[Supplied text]

Begin

Here we create the simple XOR data set an a numpy array.
Then we make X and Y into tensor objects that torch uses,
and we package it into a Dataset object called data.
Then we create a DataLoader.
"""

Xxor = np.array([[0,0],[0,1],[1,0],[1,1]])
Yxor = np.array([0,1,1,0])
tensor_xxor = torch.Tensor(Xxor) # transform to torch tensor
tensor_yxor = torch.Tensor(Yxor)
print('These are the labels:\n',Yxor)
print('These are the features:\n',Xxor)

End

[Raw data]
Begin

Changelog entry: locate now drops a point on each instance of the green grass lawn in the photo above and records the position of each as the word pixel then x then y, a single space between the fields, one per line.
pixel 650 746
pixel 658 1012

End

[The task] In the XOR code, what is the name of the Dataset object that the tensors are packaged into?

[Answer] data